>> Start Entries supplied

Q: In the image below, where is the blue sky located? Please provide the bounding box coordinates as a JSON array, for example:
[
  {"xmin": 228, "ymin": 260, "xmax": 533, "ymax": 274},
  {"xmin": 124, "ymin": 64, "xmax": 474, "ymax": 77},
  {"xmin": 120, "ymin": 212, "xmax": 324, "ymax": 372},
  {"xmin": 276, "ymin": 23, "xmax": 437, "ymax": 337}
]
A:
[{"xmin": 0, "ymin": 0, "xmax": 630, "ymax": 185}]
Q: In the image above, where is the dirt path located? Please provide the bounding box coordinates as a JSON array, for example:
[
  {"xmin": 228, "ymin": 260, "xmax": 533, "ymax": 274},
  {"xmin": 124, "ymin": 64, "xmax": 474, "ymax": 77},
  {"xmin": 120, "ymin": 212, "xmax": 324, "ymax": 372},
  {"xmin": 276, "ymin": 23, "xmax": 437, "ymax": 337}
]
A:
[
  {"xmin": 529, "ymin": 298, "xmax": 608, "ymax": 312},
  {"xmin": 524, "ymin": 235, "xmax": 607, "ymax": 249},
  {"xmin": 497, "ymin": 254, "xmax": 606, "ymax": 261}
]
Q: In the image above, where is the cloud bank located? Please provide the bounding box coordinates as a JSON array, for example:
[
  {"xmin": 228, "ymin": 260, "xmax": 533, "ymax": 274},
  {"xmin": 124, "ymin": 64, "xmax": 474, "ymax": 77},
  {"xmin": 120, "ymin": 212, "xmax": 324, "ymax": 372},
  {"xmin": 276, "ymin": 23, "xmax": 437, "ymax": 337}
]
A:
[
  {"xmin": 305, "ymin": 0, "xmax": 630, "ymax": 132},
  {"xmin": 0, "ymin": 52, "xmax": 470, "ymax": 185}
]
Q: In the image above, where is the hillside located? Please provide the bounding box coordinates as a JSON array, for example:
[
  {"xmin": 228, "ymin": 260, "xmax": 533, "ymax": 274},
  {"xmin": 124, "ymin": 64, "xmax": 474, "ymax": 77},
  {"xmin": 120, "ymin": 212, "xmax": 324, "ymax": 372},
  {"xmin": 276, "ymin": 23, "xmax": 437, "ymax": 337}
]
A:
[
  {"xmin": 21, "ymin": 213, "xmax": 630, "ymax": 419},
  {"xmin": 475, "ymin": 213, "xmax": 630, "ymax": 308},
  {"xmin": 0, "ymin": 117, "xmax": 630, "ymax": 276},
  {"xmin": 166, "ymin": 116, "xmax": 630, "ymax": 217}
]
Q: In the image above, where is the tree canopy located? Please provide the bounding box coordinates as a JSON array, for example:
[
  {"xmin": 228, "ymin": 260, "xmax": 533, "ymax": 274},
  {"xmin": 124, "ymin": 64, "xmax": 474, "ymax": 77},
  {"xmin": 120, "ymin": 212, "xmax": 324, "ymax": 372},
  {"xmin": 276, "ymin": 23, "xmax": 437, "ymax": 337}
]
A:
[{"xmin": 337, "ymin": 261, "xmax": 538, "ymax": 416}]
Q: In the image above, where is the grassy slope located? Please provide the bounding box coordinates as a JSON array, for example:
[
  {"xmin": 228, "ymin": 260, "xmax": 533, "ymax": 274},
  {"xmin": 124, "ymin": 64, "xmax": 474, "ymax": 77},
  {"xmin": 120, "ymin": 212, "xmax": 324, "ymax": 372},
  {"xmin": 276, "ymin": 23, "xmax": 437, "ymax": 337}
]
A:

>> End Entries supplied

§ **Given problem**:
Copy all of the material above verbatim, line for line.

§ **Solution to this task**:
Q: In the image below, where is the blue sky located? Please provide the bounding box coordinates as a JSON array, for example:
[
  {"xmin": 228, "ymin": 260, "xmax": 533, "ymax": 274},
  {"xmin": 124, "ymin": 64, "xmax": 474, "ymax": 77},
  {"xmin": 120, "ymin": 212, "xmax": 324, "ymax": 372},
  {"xmin": 276, "ymin": 23, "xmax": 437, "ymax": 337}
]
A:
[{"xmin": 0, "ymin": 0, "xmax": 630, "ymax": 185}]
Q: In the image above, where is the dirt path located? Please provide the bounding box coordinates as a JSON array, for example:
[
  {"xmin": 228, "ymin": 260, "xmax": 533, "ymax": 274},
  {"xmin": 124, "ymin": 64, "xmax": 474, "ymax": 77},
  {"xmin": 120, "ymin": 212, "xmax": 324, "ymax": 372},
  {"xmin": 276, "ymin": 23, "xmax": 437, "ymax": 337}
]
A:
[
  {"xmin": 529, "ymin": 298, "xmax": 608, "ymax": 312},
  {"xmin": 524, "ymin": 235, "xmax": 607, "ymax": 249},
  {"xmin": 497, "ymin": 254, "xmax": 606, "ymax": 261}
]
Q: In the image above, where is the cloud bank located? Please provide the bounding box coordinates as a JSON array, for example:
[
  {"xmin": 228, "ymin": 260, "xmax": 533, "ymax": 274},
  {"xmin": 124, "ymin": 64, "xmax": 474, "ymax": 77},
  {"xmin": 120, "ymin": 212, "xmax": 324, "ymax": 372},
  {"xmin": 276, "ymin": 23, "xmax": 437, "ymax": 337}
]
A:
[
  {"xmin": 305, "ymin": 0, "xmax": 630, "ymax": 132},
  {"xmin": 0, "ymin": 52, "xmax": 470, "ymax": 185}
]
Q: In the image above, where is the hillside located? Please provide the bounding box coordinates as a JSON array, for example:
[
  {"xmin": 228, "ymin": 260, "xmax": 533, "ymax": 274},
  {"xmin": 124, "ymin": 64, "xmax": 474, "ymax": 77},
  {"xmin": 120, "ymin": 212, "xmax": 324, "ymax": 372},
  {"xmin": 276, "ymin": 23, "xmax": 437, "ymax": 337}
]
A:
[
  {"xmin": 21, "ymin": 213, "xmax": 630, "ymax": 419},
  {"xmin": 475, "ymin": 213, "xmax": 630, "ymax": 308},
  {"xmin": 0, "ymin": 117, "xmax": 630, "ymax": 276},
  {"xmin": 166, "ymin": 116, "xmax": 630, "ymax": 217}
]
Q: In the image above, where is the tree canopy located? Please provide the bounding box coordinates as a JSON array, for example:
[
  {"xmin": 228, "ymin": 260, "xmax": 533, "ymax": 274},
  {"xmin": 124, "ymin": 64, "xmax": 474, "ymax": 77},
  {"xmin": 120, "ymin": 212, "xmax": 324, "ymax": 372},
  {"xmin": 276, "ymin": 23, "xmax": 437, "ymax": 337}
]
A:
[{"xmin": 337, "ymin": 261, "xmax": 538, "ymax": 416}]
Q: In the image above, where is the grassy slope located? Please provide the bounding box coordinates as a JSON array, for example:
[
  {"xmin": 228, "ymin": 260, "xmax": 533, "ymax": 274},
  {"xmin": 124, "ymin": 64, "xmax": 474, "ymax": 77},
  {"xmin": 120, "ymin": 212, "xmax": 324, "ymax": 372},
  {"xmin": 276, "ymin": 23, "xmax": 437, "ymax": 337}
]
A:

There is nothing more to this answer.